* **Exercise description**: Rewrite the lines from the first one through the line containing "[130,0,199,30]", requests included, and shift every bounding-box coordinate in the answers by adding 115. Leave the pictures out.

* **Given entries**:

--*--

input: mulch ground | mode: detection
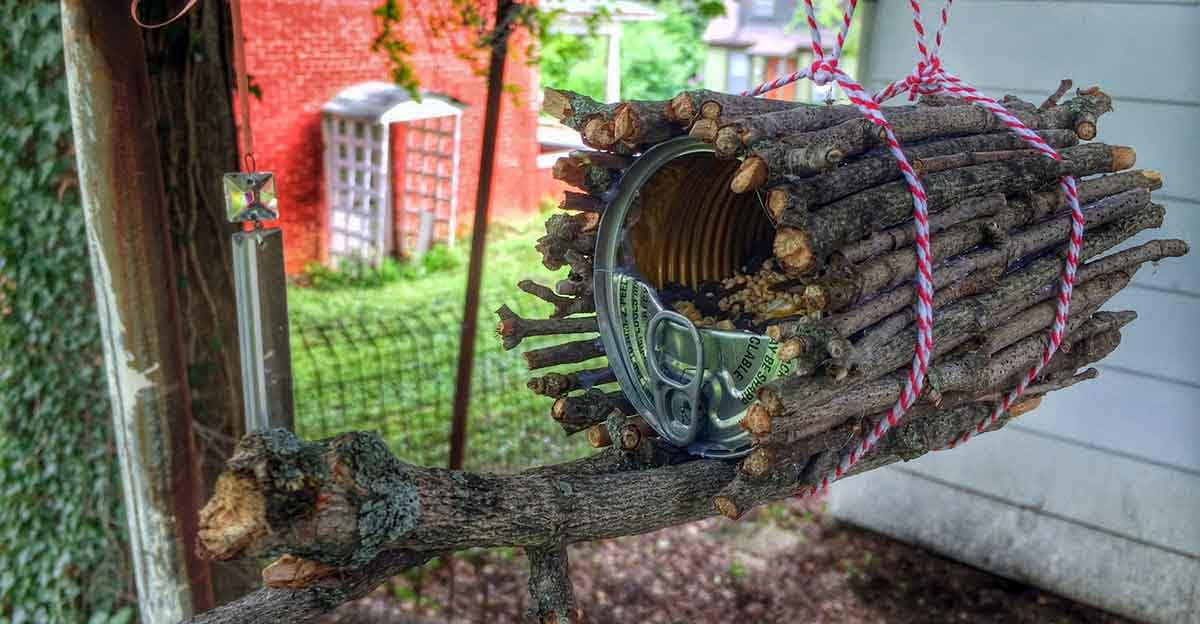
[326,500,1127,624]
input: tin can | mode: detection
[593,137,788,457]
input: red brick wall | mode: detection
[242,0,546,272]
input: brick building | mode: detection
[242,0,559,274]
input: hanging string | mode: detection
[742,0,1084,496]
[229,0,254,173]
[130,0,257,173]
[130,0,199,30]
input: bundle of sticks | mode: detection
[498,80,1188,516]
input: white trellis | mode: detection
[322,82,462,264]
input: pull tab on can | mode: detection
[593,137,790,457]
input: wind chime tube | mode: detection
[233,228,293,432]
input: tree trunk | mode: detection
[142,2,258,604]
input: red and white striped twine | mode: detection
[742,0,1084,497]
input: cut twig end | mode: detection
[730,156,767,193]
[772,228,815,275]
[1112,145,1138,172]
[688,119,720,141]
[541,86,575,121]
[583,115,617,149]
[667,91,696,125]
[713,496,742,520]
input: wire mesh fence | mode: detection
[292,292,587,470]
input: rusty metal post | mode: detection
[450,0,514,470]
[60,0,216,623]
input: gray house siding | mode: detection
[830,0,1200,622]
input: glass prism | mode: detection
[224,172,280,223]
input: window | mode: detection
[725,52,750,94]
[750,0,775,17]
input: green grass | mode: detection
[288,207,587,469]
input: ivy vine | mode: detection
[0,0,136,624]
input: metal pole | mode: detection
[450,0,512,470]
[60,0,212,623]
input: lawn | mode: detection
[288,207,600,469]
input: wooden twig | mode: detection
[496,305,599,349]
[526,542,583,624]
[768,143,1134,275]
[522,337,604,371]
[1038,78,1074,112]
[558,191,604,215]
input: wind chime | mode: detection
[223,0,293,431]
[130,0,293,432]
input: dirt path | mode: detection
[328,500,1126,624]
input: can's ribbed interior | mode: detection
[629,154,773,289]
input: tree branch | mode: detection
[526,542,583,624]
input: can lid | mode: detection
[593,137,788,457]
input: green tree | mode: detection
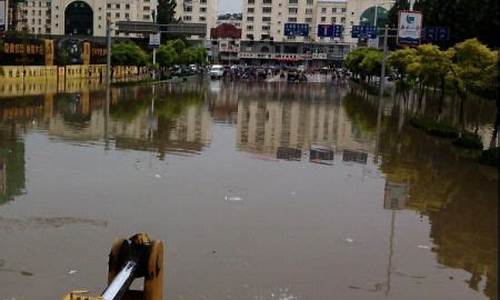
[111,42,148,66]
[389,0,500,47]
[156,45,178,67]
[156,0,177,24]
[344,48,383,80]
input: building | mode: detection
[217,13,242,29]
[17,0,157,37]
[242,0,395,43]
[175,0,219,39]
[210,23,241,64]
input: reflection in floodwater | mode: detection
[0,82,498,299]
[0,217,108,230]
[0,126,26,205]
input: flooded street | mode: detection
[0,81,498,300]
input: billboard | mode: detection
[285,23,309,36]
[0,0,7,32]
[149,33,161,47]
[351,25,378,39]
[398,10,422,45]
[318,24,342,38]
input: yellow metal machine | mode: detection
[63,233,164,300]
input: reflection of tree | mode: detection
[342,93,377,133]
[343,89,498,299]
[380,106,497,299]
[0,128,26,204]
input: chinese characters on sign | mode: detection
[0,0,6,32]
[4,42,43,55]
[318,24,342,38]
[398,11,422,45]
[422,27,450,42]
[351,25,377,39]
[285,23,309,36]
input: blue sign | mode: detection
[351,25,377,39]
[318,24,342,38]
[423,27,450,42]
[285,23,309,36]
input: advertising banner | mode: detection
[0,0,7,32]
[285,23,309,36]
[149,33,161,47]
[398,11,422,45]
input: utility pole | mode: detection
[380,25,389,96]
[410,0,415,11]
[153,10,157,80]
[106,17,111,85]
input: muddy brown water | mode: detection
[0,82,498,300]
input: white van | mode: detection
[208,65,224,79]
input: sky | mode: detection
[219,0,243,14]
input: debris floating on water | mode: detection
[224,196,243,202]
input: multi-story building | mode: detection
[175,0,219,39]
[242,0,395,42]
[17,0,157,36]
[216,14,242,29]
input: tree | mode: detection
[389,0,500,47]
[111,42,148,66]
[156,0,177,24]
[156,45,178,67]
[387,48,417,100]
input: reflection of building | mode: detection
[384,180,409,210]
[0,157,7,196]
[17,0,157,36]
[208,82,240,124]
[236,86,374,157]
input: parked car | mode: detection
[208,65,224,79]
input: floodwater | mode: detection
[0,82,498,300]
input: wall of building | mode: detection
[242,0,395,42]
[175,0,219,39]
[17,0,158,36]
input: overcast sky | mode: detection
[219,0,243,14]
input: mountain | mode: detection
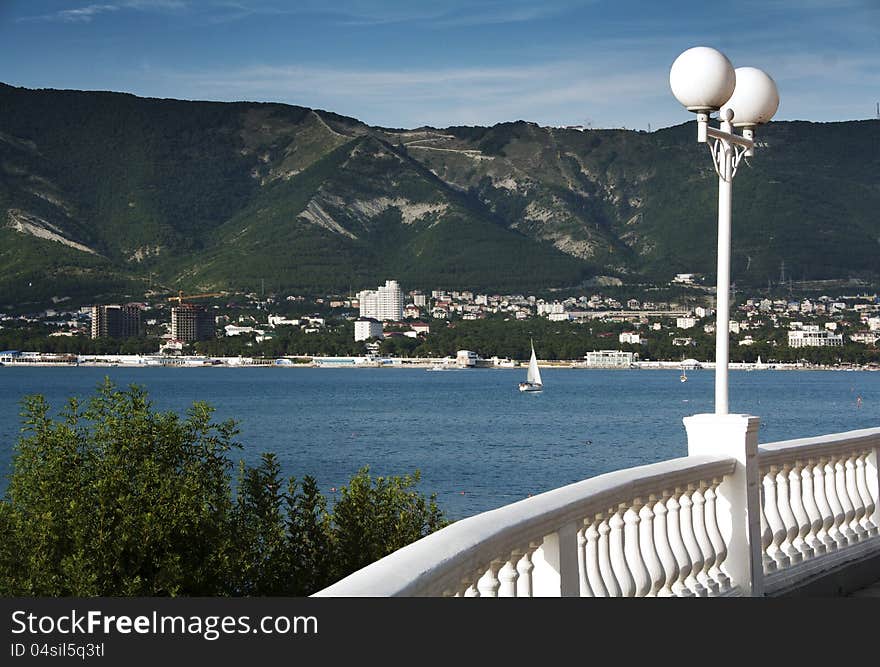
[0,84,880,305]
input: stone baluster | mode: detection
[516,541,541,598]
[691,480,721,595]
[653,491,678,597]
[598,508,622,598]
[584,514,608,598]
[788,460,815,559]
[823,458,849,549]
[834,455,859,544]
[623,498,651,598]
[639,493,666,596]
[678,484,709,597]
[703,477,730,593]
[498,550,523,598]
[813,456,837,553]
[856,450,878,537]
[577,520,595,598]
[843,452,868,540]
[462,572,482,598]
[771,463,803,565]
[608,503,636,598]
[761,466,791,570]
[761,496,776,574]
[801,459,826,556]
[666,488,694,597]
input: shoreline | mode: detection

--*--

* **Response to this exercise**:
input: mulch ground | mode: detection
[441,615,1242,739]
input: tin can | mode: detection
[708,252,903,572]
input: red brick wall | mode: detection
[357,115,661,387]
input: brick building | mode: detection
[357,115,674,389]
input: hanging string | mode: detection
[857,115,1199,611]
[344,115,369,288]
[245,115,372,288]
[245,115,314,145]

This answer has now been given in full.